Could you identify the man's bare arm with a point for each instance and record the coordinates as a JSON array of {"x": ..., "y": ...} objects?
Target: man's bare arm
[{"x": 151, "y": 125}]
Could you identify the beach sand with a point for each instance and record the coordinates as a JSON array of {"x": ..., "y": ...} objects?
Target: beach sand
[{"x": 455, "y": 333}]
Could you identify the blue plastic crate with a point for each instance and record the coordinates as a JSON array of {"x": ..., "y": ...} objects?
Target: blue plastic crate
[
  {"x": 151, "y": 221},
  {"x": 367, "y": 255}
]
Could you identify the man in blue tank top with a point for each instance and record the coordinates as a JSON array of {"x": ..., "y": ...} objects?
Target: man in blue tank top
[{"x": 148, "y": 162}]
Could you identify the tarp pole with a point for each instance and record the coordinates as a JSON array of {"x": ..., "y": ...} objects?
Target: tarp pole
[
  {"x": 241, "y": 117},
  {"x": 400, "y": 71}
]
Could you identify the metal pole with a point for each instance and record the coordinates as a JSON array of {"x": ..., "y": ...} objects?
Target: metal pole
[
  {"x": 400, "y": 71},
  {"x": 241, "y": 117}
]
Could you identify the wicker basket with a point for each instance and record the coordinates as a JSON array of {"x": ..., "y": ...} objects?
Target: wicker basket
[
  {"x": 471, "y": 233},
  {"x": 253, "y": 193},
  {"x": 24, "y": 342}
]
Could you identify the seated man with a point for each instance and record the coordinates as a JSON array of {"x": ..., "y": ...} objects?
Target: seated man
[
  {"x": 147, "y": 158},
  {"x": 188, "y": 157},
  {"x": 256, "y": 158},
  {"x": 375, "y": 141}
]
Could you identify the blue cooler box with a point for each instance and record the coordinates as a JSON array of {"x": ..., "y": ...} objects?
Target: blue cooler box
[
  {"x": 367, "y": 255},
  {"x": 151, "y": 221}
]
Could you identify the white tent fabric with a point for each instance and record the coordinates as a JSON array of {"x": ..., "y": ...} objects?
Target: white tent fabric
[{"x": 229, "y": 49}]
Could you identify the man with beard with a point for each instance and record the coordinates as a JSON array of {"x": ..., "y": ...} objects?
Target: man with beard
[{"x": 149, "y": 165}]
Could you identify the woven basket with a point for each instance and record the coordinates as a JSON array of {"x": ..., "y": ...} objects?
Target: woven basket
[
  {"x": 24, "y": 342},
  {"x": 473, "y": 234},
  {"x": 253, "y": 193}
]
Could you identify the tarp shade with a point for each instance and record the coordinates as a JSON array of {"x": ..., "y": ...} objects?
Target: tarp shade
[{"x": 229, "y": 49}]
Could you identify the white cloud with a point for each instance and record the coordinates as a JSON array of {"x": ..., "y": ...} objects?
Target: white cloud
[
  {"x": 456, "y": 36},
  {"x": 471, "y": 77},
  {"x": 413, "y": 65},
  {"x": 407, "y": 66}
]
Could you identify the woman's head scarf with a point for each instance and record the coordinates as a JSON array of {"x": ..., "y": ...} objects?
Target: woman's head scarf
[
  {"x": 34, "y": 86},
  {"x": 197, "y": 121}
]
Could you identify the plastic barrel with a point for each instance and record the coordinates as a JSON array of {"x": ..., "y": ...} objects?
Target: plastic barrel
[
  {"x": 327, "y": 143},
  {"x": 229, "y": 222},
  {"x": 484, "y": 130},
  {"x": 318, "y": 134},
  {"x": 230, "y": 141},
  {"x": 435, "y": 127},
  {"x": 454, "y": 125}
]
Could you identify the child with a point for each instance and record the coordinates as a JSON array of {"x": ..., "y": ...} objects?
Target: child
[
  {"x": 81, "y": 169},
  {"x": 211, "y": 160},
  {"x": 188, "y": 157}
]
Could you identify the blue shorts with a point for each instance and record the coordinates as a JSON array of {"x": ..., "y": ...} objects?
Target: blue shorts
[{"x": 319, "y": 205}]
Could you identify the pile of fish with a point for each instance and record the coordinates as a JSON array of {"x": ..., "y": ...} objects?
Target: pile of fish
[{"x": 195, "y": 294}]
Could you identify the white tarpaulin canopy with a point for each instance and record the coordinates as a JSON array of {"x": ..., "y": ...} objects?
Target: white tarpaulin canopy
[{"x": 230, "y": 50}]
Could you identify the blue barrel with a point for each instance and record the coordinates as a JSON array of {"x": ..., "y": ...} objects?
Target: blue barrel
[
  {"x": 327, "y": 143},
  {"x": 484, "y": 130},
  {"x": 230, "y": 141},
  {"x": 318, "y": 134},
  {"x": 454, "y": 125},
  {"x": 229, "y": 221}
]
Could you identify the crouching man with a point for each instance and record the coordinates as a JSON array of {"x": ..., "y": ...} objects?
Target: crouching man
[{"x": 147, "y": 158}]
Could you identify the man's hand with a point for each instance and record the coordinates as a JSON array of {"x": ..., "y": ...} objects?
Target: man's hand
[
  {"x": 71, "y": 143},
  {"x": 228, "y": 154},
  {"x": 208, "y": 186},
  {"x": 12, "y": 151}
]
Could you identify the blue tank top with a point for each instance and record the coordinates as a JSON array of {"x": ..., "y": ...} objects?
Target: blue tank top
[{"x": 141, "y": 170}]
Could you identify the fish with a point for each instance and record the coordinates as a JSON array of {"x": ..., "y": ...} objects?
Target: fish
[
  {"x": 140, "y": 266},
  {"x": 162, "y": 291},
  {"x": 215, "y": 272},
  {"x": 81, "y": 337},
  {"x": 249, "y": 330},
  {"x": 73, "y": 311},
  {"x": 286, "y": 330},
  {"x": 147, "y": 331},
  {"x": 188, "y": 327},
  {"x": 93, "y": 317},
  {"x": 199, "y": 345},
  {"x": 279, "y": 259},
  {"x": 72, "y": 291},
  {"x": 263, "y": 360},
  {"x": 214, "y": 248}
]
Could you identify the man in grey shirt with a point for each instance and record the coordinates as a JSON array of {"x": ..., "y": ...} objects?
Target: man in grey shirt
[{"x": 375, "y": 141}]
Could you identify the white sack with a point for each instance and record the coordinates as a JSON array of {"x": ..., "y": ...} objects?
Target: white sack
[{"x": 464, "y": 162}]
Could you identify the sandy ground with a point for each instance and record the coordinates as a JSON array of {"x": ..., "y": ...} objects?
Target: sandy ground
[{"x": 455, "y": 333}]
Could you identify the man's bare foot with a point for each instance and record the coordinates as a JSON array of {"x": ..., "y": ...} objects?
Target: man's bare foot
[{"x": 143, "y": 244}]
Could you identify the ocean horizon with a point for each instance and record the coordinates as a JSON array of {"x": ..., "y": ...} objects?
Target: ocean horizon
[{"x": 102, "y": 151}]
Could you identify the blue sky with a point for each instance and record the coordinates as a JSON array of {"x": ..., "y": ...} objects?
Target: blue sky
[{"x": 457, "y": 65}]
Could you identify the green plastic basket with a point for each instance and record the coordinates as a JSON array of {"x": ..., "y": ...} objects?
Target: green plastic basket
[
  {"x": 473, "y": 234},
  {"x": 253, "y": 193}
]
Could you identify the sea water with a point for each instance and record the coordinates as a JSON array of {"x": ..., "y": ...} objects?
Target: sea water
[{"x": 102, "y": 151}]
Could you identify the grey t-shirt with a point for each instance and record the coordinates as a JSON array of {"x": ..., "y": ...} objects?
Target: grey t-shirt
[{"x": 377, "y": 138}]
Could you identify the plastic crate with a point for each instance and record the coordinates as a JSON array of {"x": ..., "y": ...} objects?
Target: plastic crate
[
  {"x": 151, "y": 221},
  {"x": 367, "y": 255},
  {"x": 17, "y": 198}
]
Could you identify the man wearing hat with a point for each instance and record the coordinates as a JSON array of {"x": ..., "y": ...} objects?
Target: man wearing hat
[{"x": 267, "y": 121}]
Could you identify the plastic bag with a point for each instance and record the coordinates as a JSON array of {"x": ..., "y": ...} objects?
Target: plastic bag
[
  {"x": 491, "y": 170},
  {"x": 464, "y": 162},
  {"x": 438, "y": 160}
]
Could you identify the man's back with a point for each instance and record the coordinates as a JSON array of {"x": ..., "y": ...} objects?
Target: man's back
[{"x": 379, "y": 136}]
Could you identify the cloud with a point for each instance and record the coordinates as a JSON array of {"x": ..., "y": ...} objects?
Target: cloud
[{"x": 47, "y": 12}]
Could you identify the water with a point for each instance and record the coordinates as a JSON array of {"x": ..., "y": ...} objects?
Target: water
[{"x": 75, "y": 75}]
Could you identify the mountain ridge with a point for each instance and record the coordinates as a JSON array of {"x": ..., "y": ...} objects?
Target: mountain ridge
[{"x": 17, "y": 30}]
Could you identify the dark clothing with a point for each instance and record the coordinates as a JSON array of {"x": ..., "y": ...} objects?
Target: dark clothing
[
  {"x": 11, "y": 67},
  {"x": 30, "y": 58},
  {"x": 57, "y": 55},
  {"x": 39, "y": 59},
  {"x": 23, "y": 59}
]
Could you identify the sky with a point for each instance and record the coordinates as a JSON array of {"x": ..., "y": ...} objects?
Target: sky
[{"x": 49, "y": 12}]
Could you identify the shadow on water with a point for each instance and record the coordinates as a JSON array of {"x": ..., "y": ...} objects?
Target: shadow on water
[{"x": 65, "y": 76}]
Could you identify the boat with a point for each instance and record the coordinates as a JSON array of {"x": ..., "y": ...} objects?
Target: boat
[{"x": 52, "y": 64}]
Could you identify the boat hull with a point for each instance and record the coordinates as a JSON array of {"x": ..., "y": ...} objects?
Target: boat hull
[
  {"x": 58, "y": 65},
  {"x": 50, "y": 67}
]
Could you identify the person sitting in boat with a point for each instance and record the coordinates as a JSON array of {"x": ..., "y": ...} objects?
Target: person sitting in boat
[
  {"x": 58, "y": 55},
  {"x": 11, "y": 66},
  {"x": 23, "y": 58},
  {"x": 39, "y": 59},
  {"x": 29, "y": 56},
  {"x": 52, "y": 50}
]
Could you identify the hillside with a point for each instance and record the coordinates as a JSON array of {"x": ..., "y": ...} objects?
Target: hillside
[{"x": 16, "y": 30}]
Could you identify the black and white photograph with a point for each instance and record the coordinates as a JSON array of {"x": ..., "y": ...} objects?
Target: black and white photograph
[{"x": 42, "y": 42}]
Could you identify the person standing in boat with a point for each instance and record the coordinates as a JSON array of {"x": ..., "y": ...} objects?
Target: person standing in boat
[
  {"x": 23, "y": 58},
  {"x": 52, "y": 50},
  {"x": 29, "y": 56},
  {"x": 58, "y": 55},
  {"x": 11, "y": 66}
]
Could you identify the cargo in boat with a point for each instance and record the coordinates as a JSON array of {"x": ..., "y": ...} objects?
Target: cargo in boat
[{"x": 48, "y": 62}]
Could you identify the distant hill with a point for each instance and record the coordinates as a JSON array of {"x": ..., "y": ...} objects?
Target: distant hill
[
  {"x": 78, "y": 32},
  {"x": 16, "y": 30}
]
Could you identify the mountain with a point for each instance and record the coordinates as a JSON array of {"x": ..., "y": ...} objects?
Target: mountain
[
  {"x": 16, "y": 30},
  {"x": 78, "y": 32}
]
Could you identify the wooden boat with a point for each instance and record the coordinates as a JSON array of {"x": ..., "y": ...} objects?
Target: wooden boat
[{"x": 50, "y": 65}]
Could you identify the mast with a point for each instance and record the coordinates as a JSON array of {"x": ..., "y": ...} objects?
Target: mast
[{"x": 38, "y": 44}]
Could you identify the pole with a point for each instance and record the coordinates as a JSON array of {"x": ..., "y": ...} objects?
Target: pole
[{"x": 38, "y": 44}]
————————
| Problem description |
Looking back over the data above, restate word for word the lines that begin at the line with "Target: man in grey shirt" and end at the line with "Could you identify the sea water", inclusive.

| Result of this exercise |
Target: man in grey shirt
[{"x": 375, "y": 141}]
Could you identify the white sack with a point for each instance and record the coordinates as a JSON array of {"x": ..., "y": ...} objects?
Target: white sack
[{"x": 464, "y": 162}]
Could you identify the sandy ground with a point for each instance and record the coordinates as a JSON array of {"x": ..., "y": ...} objects?
Target: sandy ground
[{"x": 455, "y": 333}]
Could you identify the man's bare foot with a point for each instance and record the coordinates as a JSON array of {"x": ..., "y": ...} objects?
Target: man's bare foot
[{"x": 143, "y": 244}]
Could you identify the ocean horizon with a point for each instance and record the coordinates as a JSON array of {"x": ..., "y": ...} objects?
Target: ocean horizon
[{"x": 102, "y": 151}]
Could you identify the blue sky with a point for each instance and record the coordinates as a JSON array of {"x": ..., "y": ...} objects?
Target: blue sky
[{"x": 457, "y": 65}]
Could you identify the green plastic basket with a point for each instance and record the coordinates as a JSON array of {"x": ..., "y": ...} objects?
Target: green plastic basket
[
  {"x": 473, "y": 234},
  {"x": 253, "y": 193}
]
Could you identify the sea water with a point for each instance and record the coordinates as a JSON array of {"x": ..., "y": ...} objects?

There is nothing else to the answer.